*Action item*
Each line of the data below must be given again exactly as written.

Collected data entries
=== Begin Enclosure ===

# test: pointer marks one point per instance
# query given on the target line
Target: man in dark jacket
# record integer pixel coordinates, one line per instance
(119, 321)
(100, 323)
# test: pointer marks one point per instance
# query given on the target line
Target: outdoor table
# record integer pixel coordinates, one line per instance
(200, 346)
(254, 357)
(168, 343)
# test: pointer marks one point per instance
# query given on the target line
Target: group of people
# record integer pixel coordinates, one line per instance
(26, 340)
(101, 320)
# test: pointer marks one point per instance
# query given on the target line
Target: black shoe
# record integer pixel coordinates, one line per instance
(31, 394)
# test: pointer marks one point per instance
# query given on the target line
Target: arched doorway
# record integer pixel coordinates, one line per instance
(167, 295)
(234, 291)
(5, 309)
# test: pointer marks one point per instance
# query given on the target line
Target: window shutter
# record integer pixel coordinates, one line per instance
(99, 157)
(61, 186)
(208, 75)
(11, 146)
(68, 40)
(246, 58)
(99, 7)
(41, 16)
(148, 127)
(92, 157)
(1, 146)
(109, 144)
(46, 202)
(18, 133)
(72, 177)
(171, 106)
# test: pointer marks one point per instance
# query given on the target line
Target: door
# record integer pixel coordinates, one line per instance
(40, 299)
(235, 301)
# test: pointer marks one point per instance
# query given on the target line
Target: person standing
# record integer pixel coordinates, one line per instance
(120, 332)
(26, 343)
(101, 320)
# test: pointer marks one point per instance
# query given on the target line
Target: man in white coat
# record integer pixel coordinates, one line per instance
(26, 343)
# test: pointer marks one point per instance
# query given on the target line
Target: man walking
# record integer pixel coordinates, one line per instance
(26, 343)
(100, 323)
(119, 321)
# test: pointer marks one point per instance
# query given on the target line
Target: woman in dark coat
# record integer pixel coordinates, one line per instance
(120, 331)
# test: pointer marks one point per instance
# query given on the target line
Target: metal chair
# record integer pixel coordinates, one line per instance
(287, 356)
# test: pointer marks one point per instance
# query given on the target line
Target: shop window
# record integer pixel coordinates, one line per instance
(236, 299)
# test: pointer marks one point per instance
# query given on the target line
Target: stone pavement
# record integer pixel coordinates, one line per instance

=== End Enclosure ===

*Exercise solution*
# test: pointer marks one point per instance
# query given on the target line
Target: man in dark jacket
# record integer pixel coordinates, one line per instance
(119, 321)
(100, 323)
# test: pointer marks one point per instance
# query given on the target line
Target: outdoor table
# record integer pixel coordinates, one line per instance
(200, 346)
(254, 357)
(168, 343)
# test: pointer marks one point per instance
# query given on the target line
Target: group of people
# record integer pixel coordinates, one line per instance
(26, 340)
(101, 320)
# test: pointer marks one point per instance
# query given on the target line
Target: black shoe
# record integer pixel coordinates, one line per instance
(31, 394)
# test: pointer marks one point per instance
# query given on the target line
Target: arched doorway
# record integer pixel coordinates, one line per instance
(167, 295)
(234, 291)
(5, 309)
# test: pointer marks one point per instance
# query given on the target line
Target: window shutter
# record integer pixel coordinates, one line per instance
(99, 157)
(61, 186)
(208, 75)
(11, 146)
(68, 40)
(246, 58)
(99, 7)
(41, 16)
(148, 127)
(92, 157)
(1, 146)
(109, 144)
(46, 202)
(18, 133)
(72, 177)
(171, 106)
# test: pointer marks one point per instance
# query given on the target line
Target: door
# record integer pixel coordinates, one line per instance
(40, 299)
(235, 301)
# test: pointer marks one point per instance
# query given on the target line
Target: person standing
# record integer pixel coordinates, one line per instance
(120, 332)
(26, 343)
(101, 320)
# test: pointer marks one point per instance
# query given on the target line
Target: man in white coat
# record integer pixel coordinates, one line per instance
(26, 343)
# test: pointer marks one point per instance
# query given on the target line
Target: man walking
# record integer pixel coordinates, one line per instance
(26, 343)
(100, 323)
(119, 321)
# test: pointer marks one point per instance
# query given on the target line
Target: woman in dark coat
# record integer pixel coordinates, one line per instance
(120, 331)
# test: pointer marks one point per instance
# query given on the target line
Target: metal chair
# record integer pixel coordinates, one line per instance
(287, 356)
# test: pointer marks one point per instance
# query given on the target line
Target: shop window
# record integer pixel coordinates, one line per instance
(236, 299)
# test: pointer marks one point per instance
# query given on the target line
Target: stone pavement
# record integer pixel coordinates, one line per instance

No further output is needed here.